▶ _Questions_:
1. In the text on GMO crops, since what year has the World Health Organization listed glyphosate as a probable carcinogenic?
2. Please copy the passage of the text on GMO crops starting at "The advantages and" and ending at "of encouraging it.".

▶ _Text under study_:
5. Animal proteins could be affected by GMO crops.
The vast majority of the core crops in the US that are grown are GMO crops. These crops are then fed to livestock, aquaculture, and apiculture, which impacts groceries that are based on animal proteins. GMO ingredients can be found in milk, seafood, eggs, and animal muscle tissues. Even honey can have GMO ingredients when bees are pollinating genetically modified crops to produce it.

6. Many GMO crops are trademarked, patented, and legally protected.
Farmers that grow GMO crops may be required to sign an agreement to exclusively grow a specific product. They may be asked to take steps that protect the crops being grown from contamination. Farmers that don’t take these steps could be taken to court because of breeching that contract. Some companies have even sued farmers who have patented crops growing in their fields because of natural pollination or distribution patterns, despite the fact that no seeds were ever planted by them.

7. It encourages the use of additional herbicides.
More than 80% of GMO crops grown around the world are created to be tolerant to herbicides. Farmers have increased the number of toxic herbicides because of this by more than 1500% since the first GMO crops were introduced. One of those most common herbicides being used, glyphosate, has been listed by the World Health Organization since 2015 as being a probable carcinogenic.

8. GMOs create super weeds.
If nature knows how to do one thing well, it is to adapt. As crops have grown more resistant to weeds, the weeds have grown stronger and more resilient to the chemicals applied to them that try to kill them. Because of this, some farmers have resorted to using ingredients such as 2, 4-D, which is one of the primary ingredients found in Agent Orange. The US Veteran’s Administration has a long list of presumptive diseases associated with Agent Orange exposure, with many of them being cancers.

9. GMOs create super bugs.
As pesticides are applied to insects that provide a threat to crops, a few of them tend to survive the application. Each subsequent generation becomes more resilient to the pesticide. That means either more needs to be applied or a stronger agent needs to be applied. When something stronger is placed on the crops, the cycle of resilience begins again. Although GMO crops reduced pesticide use by over 1 billion pounds from 1996-2010, the threat of resilient super bugs that could destroy entire croplands without being affected by a pesticide could reduce food supplies instead of increasing them.

10. There are concerns that GMO foods may help to create antibiotic resistance.
One of the ways that crops are modified to be more resilient to disease is to artificially place antibiotic genes within the DNA of the crops. Because there is evidence to suggest that continuing exposure to an antibiotic can lead to disease resistance, the GMO efforts to create a safer food supply could be a contributing factor to the “super bacteria,” such as MRSA, that are increasing in regularity.

11. Genetic engineering doesn’t solve everything.
Atrazine is one of the most common herbicides that is applied to US croplands. According to the National Institutes of Health, atrazine resistance has been studied since the early 1970s. There are dozens of weed species that are already resistant to this herbicide, with research studies by Bettini, Shimabukuro, and Anderson showing over three decades that resistance is growing.

The advantages and disadvantages of GMOs is a necessary conversation we must have. At some point, we must figure out how to feed our growing population levels. New farming methods can only produce a limited amount of change. With this technology, we have the potential to maximize our resources. Of course, maximizing those resources while creating health problems for future generations may not be the right answer either. We should be working to prevent resistance instead of encouraging it.

How do you feel about GMO crops? Do you feel safe eating them? Why or why not?

▶ _Given data_:
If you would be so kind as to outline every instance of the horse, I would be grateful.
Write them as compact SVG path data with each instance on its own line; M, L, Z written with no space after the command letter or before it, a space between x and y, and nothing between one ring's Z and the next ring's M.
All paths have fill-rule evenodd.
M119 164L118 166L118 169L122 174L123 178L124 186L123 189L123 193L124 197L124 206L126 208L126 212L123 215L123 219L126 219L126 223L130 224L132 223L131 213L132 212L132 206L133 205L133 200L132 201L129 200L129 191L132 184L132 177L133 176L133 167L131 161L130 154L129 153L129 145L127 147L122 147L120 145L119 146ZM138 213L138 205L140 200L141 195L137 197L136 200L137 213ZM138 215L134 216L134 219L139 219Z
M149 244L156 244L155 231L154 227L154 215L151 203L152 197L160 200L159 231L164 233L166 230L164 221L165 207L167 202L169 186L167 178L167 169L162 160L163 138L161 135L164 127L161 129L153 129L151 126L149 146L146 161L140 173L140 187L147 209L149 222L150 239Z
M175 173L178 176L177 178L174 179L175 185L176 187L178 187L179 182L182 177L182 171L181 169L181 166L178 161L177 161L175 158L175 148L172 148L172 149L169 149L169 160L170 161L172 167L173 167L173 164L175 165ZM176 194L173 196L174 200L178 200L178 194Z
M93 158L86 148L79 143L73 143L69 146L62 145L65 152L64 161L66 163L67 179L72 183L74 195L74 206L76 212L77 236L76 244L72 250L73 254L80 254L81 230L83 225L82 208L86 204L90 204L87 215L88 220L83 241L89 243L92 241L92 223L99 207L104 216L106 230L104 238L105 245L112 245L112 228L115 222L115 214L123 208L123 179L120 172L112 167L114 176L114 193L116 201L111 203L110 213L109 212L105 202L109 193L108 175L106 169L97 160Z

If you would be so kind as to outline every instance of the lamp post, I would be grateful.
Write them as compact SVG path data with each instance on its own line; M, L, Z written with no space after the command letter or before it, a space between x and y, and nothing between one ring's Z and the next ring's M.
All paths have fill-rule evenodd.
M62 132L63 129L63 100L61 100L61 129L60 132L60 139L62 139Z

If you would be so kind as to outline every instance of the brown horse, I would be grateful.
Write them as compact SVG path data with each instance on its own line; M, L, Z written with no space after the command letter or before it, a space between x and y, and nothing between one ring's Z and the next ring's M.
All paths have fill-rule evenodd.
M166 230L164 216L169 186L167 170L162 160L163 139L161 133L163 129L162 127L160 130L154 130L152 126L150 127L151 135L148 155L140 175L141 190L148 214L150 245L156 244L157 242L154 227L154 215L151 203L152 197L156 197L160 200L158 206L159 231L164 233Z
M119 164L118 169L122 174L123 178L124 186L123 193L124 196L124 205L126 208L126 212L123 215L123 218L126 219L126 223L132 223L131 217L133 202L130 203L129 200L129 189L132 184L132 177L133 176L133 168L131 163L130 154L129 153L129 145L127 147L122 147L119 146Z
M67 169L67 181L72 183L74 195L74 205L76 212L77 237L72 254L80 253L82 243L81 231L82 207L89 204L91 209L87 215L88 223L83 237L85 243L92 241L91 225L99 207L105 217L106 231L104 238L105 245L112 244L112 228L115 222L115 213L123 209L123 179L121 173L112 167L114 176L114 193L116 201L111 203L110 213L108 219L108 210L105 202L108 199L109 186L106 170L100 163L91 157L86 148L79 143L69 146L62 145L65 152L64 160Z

▶ _Solution list_:
1. Since 2015.

2.
The advantages and disadvantages of GMOs is a necessary conversation we must have. At some point, we must figure out how to feed our growing population levels. New farming methods can only produce a limited amount of change. With this technology, we have the potential to maximize our resources. Of course, maximizing those resources while creating health problems for future generations may not be the right answer either. We should be working to prevent resistance instead of encouraging it.